Search the items below for the word "soil" and copy out each line that contains it.

<<<<

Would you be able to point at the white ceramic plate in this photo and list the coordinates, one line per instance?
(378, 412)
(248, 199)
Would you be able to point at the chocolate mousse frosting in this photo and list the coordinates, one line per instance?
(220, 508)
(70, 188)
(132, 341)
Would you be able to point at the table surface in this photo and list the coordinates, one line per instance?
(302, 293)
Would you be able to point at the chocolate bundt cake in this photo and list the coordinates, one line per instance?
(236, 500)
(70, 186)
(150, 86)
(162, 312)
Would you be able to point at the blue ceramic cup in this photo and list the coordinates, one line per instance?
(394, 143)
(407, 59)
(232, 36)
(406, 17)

>>>>
<<<<

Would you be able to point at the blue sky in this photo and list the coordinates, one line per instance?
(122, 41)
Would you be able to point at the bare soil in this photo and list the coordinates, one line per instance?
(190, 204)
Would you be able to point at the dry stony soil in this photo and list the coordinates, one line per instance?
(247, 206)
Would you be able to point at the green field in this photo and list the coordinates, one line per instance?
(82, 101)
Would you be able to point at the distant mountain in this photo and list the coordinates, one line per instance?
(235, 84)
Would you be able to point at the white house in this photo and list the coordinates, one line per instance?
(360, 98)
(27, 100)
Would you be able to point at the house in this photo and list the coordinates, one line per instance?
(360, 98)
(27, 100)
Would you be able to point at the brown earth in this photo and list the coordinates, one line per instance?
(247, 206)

>>>>
<<<<

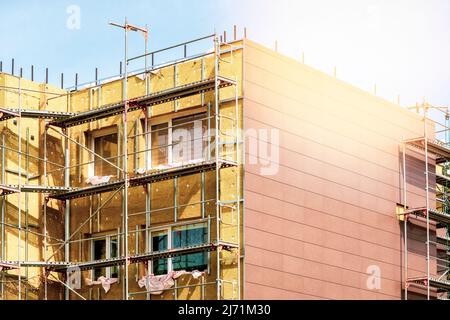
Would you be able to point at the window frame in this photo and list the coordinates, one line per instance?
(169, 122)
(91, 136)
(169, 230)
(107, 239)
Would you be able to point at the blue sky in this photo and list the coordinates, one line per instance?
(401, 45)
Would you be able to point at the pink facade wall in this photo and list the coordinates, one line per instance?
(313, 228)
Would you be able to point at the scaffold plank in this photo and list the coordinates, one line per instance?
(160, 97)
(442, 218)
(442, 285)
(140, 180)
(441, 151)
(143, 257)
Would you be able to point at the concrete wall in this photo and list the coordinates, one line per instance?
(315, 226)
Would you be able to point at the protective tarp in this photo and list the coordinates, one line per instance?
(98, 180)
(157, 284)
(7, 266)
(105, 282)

>>>>

**Answer to this exercise**
Would you be able to point at the bare soil in this photo and list the coordinates, one line per instance?
Would you be able to point at the dry stony soil in this photo and list the coordinates, one line per instance?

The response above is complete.